* [TO DO]
A – Copy out the lines of the listing, starting at the line that contains "teddy bear --> bounding box" and ending at the line that contains "[324,231,336,240]", both included. Omit the pictures.
B – Write what comes next in the professional tax passage, after its last sentence.

* [PASSAGE GIVEN]
☆ ☆ ☆ ☆ ☆

The frequency of PT return filing depends on the state and the number of employees:

PT Return Filing Frequency by State
State Frequency Due Date
Maharashtra (20+ employees) Monthly Last day of the following month
Maharashtra (less than 20 employees) Quarterly Last day of the month following the quarter
Karnataka Monthly 20th of the following month
West Bengal Monthly 21st of the following month
Gujarat Monthly 15th of the following month
Tamil Nadu Half-yearly 30 September and 31 March

What to Include in PT Returns

  • Total number of employees during the filing period
  • Slab-wise breakup of employees and PT deducted from each slab
  • Total PT amount collected during the period
  • Challan details for PT deposited with the state treasury
  • Details of exempt employees (if any)
Integrate your PT deduction data with your accounting and payroll system. The PT data is needed for Form 16 (salary TDS certificate), income tax return filing, and annual ROC compliance. Maintaining clean monthly records saves significant effort during annual filing season.

Penalties for Professional Tax Non-Compliance

Professional Tax Penalties Overview
Type of Default Consequence
Late registration Penalty of 1,000 to 5,000 rupees (varies by state) plus back-payment of all dues
Late payment of PT Interest at 1% to 2% per month on the unpaid amount
Non-filing of returns Penalty per return plus interest on outstanding tax
Under-deduction from employees Employer becomes personally liable for the shortfall
Willful evasion Prosecution, fine, and possible imprisonment

How Professional Tax Fits Into Your Overall Business Compliance

Professional tax registration is one of several mandatory state-level compliances for businesses. Here is where it fits alongside other registrations:

Complete all these registrations within the first 30 to 60 days of starting business operations to ensure full compliance from day one.

Conclusion

Professional tax registration is a simple but mandatory compliance for every business with employees in PT-levying states. The tax amount is small (maximum 2,500 rupees per person per year), and the registration process is straightforward through online state portals. The key to hassle-free compliance is registering on time, deducting correct amounts based on state slabs, depositing PT within due dates, and filing returns regularly.

Non-compliance attracts penalties and interest that are disproportionate to the small tax amount involved. Integrate PT compliance with your overall payroll and accounting processes to automate deductions and ensure timely filings.

Need help with professional tax registration, return filing, or multi-state PT compliance? Our team at IncorpX can manage your entire PT compliance.

☆ ☆ ☆ ☆ ☆

* [EXERCISE MATERIAL]
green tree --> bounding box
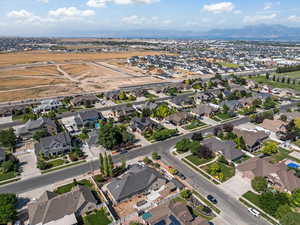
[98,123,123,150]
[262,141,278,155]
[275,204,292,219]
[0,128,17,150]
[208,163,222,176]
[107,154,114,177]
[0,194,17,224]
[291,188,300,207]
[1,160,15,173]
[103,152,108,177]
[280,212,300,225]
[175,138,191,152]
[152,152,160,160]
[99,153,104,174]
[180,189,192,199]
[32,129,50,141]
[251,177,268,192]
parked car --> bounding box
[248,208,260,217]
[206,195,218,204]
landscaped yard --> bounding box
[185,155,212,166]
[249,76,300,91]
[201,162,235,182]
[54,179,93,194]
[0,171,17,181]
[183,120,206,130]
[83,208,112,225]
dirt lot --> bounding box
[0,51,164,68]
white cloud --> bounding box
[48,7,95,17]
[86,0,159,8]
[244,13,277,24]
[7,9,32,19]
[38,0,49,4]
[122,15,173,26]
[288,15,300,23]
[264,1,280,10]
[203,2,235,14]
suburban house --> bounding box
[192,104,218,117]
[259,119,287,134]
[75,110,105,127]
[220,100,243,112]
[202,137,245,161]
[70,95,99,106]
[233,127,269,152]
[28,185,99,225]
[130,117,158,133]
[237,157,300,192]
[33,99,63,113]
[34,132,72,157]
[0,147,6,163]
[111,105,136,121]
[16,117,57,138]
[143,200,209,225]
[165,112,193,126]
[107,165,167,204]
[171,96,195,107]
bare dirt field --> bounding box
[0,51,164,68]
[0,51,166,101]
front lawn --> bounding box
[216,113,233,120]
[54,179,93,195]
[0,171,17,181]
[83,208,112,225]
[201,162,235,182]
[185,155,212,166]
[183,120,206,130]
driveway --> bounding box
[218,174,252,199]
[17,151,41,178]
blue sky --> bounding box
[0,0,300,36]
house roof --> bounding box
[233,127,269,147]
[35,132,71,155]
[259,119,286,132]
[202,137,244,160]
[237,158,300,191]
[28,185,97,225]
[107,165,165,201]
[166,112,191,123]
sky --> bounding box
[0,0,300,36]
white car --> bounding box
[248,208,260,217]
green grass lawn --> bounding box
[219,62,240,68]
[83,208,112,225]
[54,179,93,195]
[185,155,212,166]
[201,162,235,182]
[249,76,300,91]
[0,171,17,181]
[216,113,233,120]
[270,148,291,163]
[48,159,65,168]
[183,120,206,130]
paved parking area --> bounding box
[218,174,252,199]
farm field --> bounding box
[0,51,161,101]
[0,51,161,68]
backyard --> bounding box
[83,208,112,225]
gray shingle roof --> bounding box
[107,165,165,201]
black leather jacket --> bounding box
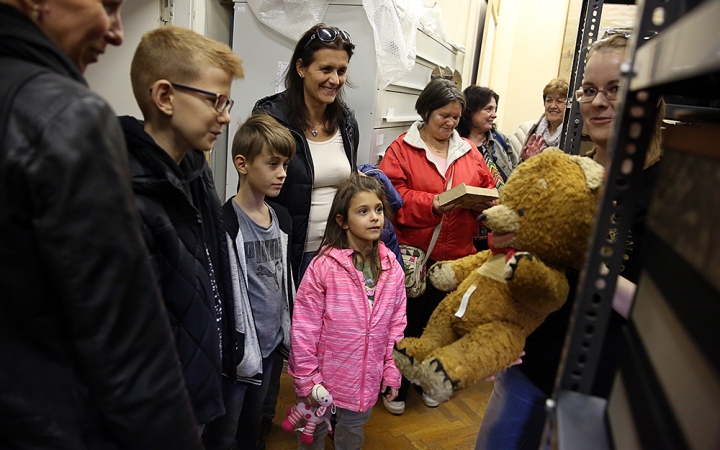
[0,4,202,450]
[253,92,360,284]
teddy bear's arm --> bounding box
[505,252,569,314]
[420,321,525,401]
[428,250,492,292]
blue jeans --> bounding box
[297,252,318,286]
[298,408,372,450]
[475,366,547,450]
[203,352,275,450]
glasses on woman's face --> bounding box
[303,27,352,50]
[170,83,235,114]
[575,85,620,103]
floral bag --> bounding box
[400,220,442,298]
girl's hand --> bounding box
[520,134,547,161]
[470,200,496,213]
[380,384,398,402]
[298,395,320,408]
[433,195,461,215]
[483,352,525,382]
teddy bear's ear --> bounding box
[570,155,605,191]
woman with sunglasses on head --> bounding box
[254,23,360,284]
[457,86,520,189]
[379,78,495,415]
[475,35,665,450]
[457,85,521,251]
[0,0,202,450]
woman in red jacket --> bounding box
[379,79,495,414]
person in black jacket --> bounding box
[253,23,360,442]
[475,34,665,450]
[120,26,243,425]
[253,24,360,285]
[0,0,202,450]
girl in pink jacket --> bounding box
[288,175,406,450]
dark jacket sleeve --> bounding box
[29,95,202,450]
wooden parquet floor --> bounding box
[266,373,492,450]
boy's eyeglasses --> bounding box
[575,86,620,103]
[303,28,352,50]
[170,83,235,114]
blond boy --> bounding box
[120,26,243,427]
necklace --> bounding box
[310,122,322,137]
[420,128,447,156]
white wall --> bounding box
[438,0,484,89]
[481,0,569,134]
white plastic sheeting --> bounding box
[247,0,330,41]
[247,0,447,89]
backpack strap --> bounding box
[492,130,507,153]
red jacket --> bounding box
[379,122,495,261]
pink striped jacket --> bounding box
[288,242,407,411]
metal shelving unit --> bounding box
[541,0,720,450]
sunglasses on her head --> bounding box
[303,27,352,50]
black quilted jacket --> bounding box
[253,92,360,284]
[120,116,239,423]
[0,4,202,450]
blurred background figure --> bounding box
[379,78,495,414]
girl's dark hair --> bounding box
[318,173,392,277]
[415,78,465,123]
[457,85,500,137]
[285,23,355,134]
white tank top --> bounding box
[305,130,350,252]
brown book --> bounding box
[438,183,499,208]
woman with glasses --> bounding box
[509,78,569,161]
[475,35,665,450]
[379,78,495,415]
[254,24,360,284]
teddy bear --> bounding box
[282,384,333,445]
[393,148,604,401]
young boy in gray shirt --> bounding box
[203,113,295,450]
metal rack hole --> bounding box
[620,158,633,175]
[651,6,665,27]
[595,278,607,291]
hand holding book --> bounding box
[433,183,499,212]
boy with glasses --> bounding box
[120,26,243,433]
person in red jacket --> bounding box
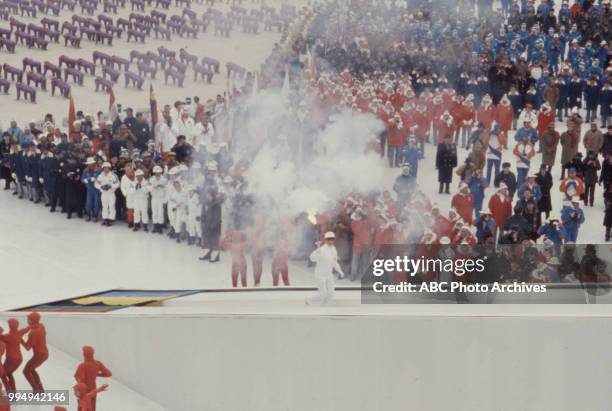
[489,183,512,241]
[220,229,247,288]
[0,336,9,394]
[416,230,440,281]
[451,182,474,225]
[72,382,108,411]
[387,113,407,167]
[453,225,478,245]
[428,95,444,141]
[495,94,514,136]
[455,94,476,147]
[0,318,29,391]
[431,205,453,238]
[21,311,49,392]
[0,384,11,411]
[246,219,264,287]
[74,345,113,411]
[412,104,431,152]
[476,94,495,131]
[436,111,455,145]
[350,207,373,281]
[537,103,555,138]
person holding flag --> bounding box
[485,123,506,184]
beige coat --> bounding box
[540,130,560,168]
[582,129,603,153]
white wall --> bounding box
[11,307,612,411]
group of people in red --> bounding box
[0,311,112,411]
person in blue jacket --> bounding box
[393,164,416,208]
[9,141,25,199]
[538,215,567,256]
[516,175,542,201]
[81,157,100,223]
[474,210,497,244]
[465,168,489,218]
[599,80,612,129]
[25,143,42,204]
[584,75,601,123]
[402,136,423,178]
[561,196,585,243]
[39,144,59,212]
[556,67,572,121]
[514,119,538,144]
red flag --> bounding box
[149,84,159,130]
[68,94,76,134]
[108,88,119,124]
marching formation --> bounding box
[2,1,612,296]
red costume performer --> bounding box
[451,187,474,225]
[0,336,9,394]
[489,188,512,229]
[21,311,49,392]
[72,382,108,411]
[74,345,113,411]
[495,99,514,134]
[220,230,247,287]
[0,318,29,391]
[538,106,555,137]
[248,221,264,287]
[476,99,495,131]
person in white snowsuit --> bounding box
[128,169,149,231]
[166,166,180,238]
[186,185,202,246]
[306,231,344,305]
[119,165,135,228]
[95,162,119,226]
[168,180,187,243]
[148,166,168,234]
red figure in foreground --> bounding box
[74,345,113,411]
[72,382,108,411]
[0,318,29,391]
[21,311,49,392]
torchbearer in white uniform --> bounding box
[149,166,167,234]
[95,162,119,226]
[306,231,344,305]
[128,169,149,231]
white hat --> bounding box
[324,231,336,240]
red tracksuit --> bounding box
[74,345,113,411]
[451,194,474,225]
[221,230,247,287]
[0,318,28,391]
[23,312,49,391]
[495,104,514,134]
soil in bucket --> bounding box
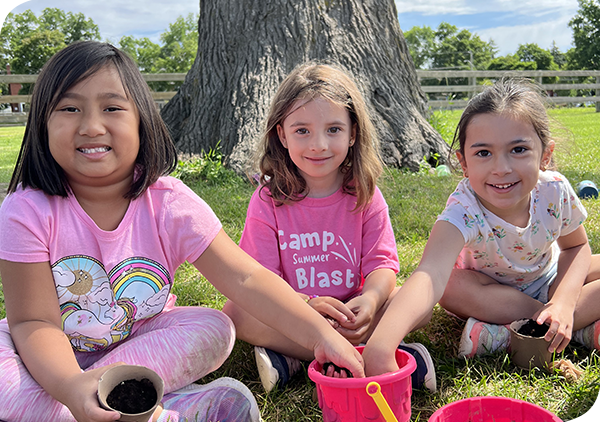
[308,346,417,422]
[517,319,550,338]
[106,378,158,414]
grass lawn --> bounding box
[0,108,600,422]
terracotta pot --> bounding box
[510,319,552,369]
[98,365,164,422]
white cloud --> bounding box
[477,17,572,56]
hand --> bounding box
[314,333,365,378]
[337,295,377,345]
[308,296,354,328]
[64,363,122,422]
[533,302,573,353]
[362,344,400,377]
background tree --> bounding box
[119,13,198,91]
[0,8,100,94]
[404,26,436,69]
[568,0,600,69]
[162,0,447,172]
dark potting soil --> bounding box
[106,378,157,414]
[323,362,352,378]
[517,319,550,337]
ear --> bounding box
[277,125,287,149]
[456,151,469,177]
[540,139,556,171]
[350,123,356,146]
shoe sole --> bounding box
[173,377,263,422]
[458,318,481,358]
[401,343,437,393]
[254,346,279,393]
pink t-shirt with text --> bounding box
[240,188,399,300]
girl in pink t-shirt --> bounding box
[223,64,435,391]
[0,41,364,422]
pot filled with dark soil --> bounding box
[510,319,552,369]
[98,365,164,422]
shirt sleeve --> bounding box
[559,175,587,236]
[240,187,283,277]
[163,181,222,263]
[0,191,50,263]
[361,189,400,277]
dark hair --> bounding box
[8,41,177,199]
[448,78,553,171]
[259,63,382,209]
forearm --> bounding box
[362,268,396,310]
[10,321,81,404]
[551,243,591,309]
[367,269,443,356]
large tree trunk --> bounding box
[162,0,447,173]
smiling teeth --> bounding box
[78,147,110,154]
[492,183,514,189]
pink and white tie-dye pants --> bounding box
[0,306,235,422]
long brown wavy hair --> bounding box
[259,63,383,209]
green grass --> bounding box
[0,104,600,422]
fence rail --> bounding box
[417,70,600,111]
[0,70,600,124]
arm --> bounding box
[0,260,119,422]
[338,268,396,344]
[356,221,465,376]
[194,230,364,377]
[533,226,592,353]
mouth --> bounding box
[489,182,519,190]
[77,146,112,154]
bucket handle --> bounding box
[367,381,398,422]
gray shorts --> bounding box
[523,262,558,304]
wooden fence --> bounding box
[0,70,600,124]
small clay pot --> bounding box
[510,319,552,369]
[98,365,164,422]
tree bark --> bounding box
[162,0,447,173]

☆ ☆ ☆ ☆ ☆

* [THE ANSWERS]
A –
teddy bear --> bounding box
[282,384,333,445]
[393,148,604,401]
young boy in gray shirt --> bounding box
[203,113,295,450]
metal rack hole --> bounding box
[620,158,633,175]
[651,6,665,27]
[595,278,607,291]
hand holding book --> bounding box
[433,183,499,212]
boy with glasses --> bounding box
[120,26,243,433]
person in red jacket --> bounding box
[489,183,512,241]
[220,229,247,288]
[0,336,9,394]
[416,230,440,281]
[451,182,474,225]
[72,382,108,411]
[387,113,407,167]
[453,225,478,245]
[428,95,444,141]
[495,94,514,136]
[455,94,476,147]
[0,318,29,391]
[431,205,453,238]
[21,311,49,392]
[0,384,11,411]
[246,219,264,287]
[74,345,113,411]
[412,104,431,152]
[476,94,495,131]
[436,111,455,145]
[350,207,373,281]
[537,103,555,138]
person holding flag --> bounding box
[485,123,506,184]
beige coat --> bounding box
[540,130,560,168]
[582,129,603,153]
white wall --> bounding box
[11,307,612,411]
group of people in red --> bounding box
[0,311,112,411]
person in blue jacket --> bounding box
[393,164,416,208]
[9,141,25,199]
[538,215,567,256]
[516,175,542,201]
[81,157,100,223]
[474,210,497,244]
[465,168,489,218]
[599,80,612,129]
[25,143,42,204]
[584,75,601,123]
[402,136,423,178]
[561,196,585,243]
[39,144,59,212]
[556,67,572,121]
[514,119,538,144]
red flag --> bounding box
[149,84,159,130]
[68,94,76,134]
[108,88,119,124]
marching formation --> bounding box
[2,1,612,296]
red costume performer --> bounding box
[451,187,474,225]
[0,336,9,394]
[489,188,512,229]
[21,311,49,392]
[72,382,108,411]
[74,345,113,411]
[495,99,514,134]
[220,230,247,287]
[0,318,29,391]
[538,106,555,137]
[248,221,264,287]
[476,99,495,131]
person in white snowsuit --> bounding box
[128,169,149,231]
[166,166,180,238]
[186,185,202,246]
[306,231,344,305]
[119,165,135,228]
[95,162,119,226]
[168,180,187,243]
[148,166,168,234]
red figure in foreground --> bounding box
[74,345,113,411]
[72,382,108,411]
[0,318,29,391]
[21,311,49,392]
torchbearer in white uniform --> bounding box
[149,166,167,234]
[95,162,119,226]
[306,231,344,305]
[128,169,149,231]
white hat --> bounding box
[324,231,336,240]

B –
Frequently Asked Questions

What is professional tax?
Professional tax (PT) is a state-level tax levied on individuals and entities earning income from employment, trade, calling, or profession. It is authorized under Article 276 of the Indian Constitution and is administered by state governments or local municipal bodies. The maximum amount of professional tax that can be levied is 2,500 rupees per year per person. It applies to salaried employees (deducted by employers), self-employed professionals, and business owners. The tax is deductible under Section 16(iii) of the Income Tax Act while computing taxable income from salary.
Which states levy professional tax in India?
States that currently levy professional tax include Maharashtra, Karnataka, West Bengal, Andhra Pradesh, Telangana, Tamil Nadu, Gujarat, Madhya Pradesh, Kerala, Assam, Meghalaya, Tripura, Odisha, Jharkhand, Bihar, Sikkim, Manipur, Mizoram, Nagaland, and Chhattisgarh. States and union territories that do not levy professional tax include Delhi, Uttar Pradesh, Rajasthan, Haryana, Punjab, Uttarakhand, Himachal Pradesh, Jammu and Kashmir, and Goa. Each levying state has its own rates, slabs, forms, due dates, and registration procedures.
Who needs to register for professional tax?
Registration is required for: 1. Employers (companies, LLPs, partnership firms, sole proprietors, trusts, societies) who have employees working in a state that levies PT, 2. Self-employed professionals (doctors, lawyers, chartered accountants, architects, engineers, consultants, freelancers), and 3. Business owners (traders, shop owners, commission agents) operating in PT-levying states. Even if you have only one employee, you are required to register as an employer for professional tax in most states.
What is the difference between PTEC and PTRC?
In Maharashtra (and similarly structured states): PTEC (Professional Tax Enrollment Certificate) is for the business owner or professional themselves. It certifies that the business owner/professional is enrolled as a PT taxpayer and must pay PT on their own income. PTRC (Professional Tax Registration Certificate) is for employers who deduct PT from their employees' salaries and deposit it with the government. A company or LLP with employees typically needs both: PTEC for the company's own PT liability and PTRC for collecting and depositing employees' PT.
What is the maximum amount of professional tax?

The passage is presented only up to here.